## RECORD EXCERPTS
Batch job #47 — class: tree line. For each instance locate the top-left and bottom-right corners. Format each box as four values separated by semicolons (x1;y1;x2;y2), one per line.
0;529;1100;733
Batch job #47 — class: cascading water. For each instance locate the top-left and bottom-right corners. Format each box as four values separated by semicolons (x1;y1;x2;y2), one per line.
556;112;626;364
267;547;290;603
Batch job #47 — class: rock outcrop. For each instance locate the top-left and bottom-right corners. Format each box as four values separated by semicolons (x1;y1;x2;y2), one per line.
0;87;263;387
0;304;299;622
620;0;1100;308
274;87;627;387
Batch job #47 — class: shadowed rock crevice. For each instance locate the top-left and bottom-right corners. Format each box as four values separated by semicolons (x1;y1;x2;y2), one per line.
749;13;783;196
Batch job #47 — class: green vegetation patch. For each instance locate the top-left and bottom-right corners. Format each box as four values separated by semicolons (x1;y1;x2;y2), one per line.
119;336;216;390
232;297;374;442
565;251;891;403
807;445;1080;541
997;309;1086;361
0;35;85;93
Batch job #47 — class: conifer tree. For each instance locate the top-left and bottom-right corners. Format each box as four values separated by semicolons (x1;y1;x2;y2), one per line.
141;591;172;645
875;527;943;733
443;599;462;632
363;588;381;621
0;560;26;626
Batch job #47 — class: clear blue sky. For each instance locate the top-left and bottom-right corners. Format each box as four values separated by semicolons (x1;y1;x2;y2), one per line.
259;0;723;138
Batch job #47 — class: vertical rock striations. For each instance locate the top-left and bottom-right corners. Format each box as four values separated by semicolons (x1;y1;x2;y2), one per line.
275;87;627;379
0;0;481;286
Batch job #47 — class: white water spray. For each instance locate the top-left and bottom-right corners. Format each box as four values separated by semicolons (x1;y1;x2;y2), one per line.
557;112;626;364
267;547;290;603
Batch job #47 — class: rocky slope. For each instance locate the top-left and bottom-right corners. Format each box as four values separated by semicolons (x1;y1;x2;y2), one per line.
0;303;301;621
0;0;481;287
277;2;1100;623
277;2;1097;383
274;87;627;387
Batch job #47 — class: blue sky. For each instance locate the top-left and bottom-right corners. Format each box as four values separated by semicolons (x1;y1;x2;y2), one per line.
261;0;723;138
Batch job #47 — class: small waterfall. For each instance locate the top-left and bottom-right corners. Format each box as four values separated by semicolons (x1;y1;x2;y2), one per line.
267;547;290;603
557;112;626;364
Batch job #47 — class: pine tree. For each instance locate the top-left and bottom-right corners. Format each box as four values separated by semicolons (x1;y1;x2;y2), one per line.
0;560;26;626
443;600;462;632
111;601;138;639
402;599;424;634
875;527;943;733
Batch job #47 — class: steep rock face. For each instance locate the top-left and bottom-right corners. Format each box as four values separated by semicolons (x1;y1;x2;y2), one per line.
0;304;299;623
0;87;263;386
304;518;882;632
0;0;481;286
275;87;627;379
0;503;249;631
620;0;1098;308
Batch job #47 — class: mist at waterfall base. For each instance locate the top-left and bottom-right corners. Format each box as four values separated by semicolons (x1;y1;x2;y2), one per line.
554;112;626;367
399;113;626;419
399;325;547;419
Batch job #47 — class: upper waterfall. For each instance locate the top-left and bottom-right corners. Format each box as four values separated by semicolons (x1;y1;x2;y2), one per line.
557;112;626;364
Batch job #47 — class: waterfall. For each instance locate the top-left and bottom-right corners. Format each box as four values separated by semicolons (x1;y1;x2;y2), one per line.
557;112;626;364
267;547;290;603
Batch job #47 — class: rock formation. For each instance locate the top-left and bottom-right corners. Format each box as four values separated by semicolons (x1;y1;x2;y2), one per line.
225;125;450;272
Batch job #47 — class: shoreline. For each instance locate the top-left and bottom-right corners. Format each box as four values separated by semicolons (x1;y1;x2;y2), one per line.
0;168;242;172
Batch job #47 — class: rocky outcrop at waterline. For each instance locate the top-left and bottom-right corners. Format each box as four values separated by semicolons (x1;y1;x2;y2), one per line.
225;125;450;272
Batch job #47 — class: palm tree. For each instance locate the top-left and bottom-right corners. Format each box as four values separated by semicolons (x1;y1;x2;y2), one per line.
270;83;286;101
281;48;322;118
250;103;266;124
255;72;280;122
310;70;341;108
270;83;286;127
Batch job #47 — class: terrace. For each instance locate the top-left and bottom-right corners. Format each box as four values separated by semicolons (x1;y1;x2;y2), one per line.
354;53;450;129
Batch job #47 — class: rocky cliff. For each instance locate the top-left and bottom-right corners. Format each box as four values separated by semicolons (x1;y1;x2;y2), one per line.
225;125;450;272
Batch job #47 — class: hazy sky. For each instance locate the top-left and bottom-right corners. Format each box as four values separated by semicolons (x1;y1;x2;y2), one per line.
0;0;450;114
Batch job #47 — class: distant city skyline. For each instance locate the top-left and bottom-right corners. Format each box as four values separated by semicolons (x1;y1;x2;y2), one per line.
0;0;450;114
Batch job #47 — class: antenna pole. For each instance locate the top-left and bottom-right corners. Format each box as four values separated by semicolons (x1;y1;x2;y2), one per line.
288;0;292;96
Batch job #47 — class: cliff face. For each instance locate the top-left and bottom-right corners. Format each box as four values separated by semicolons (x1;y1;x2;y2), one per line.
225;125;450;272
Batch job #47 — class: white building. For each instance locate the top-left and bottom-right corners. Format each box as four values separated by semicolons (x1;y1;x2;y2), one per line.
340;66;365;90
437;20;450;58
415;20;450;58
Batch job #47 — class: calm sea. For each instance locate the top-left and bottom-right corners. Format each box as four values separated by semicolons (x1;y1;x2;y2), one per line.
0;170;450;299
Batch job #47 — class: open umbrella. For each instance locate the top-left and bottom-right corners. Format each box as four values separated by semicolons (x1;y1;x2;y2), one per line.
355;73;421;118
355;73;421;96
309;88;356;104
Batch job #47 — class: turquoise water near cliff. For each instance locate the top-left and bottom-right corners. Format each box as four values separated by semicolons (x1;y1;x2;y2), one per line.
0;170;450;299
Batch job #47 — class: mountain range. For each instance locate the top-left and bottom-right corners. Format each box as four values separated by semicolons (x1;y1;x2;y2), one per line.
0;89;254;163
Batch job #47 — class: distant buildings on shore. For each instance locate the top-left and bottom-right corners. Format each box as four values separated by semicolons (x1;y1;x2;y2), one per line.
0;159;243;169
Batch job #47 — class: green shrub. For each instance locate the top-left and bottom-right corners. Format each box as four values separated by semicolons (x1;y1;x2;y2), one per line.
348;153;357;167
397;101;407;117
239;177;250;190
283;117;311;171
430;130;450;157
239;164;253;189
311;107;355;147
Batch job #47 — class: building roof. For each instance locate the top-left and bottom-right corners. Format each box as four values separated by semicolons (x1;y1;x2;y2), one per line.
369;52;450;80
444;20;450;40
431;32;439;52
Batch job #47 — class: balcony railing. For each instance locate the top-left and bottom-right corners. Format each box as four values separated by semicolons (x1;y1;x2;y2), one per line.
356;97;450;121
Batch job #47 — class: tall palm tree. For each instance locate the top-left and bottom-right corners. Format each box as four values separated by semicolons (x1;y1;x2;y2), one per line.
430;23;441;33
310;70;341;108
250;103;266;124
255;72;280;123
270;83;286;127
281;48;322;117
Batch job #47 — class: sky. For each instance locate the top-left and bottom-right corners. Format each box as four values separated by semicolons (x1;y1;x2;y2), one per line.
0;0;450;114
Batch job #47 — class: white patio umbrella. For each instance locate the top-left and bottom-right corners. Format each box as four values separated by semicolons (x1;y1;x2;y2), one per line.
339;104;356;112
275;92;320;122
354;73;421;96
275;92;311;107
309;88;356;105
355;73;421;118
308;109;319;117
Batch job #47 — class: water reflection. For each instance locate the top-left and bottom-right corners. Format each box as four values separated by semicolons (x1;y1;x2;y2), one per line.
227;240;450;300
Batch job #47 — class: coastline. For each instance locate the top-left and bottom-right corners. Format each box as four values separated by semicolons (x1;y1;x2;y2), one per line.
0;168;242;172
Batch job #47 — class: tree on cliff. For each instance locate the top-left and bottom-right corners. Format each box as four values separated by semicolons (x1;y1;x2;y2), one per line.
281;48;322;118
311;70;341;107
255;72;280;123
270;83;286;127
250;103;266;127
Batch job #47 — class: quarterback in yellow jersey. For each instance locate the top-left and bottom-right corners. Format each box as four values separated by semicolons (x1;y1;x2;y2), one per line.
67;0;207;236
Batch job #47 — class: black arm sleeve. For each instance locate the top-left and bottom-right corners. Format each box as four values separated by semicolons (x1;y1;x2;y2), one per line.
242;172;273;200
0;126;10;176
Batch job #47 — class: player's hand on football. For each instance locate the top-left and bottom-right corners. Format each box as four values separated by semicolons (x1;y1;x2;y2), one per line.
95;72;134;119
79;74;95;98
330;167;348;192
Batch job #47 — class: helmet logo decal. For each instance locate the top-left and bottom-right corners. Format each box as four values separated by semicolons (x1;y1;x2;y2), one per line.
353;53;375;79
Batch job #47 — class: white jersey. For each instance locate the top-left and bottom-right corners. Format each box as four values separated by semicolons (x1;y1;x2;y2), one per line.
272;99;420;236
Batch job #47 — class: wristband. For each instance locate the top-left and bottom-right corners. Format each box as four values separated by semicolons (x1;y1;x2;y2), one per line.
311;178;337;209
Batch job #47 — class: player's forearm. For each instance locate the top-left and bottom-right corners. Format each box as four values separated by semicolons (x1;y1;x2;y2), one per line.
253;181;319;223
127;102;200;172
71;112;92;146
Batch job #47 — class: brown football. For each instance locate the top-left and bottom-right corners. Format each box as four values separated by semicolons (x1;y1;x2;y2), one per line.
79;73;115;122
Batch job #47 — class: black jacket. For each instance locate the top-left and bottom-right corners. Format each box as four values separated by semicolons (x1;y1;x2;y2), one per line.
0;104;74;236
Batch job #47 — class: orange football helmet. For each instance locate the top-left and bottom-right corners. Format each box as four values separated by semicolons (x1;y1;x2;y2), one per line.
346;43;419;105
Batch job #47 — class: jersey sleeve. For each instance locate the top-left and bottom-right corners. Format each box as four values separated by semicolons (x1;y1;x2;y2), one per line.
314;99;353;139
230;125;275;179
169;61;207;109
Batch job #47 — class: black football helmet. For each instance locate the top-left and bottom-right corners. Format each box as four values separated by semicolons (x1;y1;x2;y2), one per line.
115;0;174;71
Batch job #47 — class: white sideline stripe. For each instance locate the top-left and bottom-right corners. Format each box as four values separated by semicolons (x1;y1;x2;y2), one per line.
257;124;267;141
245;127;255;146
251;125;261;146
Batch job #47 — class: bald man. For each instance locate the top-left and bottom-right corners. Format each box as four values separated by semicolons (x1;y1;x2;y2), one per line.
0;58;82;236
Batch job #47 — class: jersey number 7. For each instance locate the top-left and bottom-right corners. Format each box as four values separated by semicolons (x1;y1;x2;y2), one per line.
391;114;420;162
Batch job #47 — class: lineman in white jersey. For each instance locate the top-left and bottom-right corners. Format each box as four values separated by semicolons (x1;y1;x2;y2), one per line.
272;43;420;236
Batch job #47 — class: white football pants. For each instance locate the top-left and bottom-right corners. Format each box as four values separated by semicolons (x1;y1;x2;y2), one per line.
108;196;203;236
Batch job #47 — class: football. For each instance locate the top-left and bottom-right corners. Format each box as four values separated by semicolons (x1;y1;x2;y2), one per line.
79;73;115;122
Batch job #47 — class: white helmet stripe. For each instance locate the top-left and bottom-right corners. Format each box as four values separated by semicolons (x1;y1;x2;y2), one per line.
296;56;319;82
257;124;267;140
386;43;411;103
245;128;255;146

## INSTRUCTION
Convert the part that opens with the line containing "Batch job #47 — class: open" and closes with the line containing "356;97;450;121" into a two-column CSV with the headers item and answer, one row per item. Put each item's text and its answer in its own quoted field, replacing line breaks with spaces.

## ANSWER BELOW
item,answer
"Batch job #47 — class: open umbrella. For each instance locate the top-left and bottom-right corners. Format each box as four values separated by semicolons (x1;y1;x2;y2), one per line.","355;73;421;118 355;73;421;96 309;88;356;104"
"Batch job #47 — class: turquoise water near cliff. For each instance locate the top-left and bottom-right corners. Format each box as four values separated by semicolons (x1;y1;x2;y2), one per line.","0;170;450;299"
"Batch job #47 — class: mountain range. For each instance locate the top-left and bottom-right corners. Format each box as four values separated by semicolons (x1;y1;x2;y2), one per line.","0;89;254;163"
"Batch job #47 — class: distant buildings on shore. For each instance locate the top-left and bottom-right corners. Format each box as four values separated by semicolons (x1;y1;x2;y2), one per line.","0;159;243;169"
"Batch job #47 — class: green shrub. For each instance locate the top-left and bottom-right corners. Format each box as four values separated by semicolons (x1;y1;x2;y2), one per line.","348;153;357;167 397;101;407;117 239;177;250;190 283;117;311;171 430;130;450;157 239;164;253;189 311;107;355;147"
"Batch job #47 — class: building roof. For each instance locate the top-left and bottom-right corners. Format each box as four values separated by semicolons (x1;y1;x2;y2), one per line.","369;52;450;80 444;20;450;40 431;32;439;52"
"Batch job #47 — class: balcony railing. For each instance locate the top-left and bottom-right corners. Format each box as four values separated by semicolons (x1;y1;x2;y2), one per line.","356;97;450;121"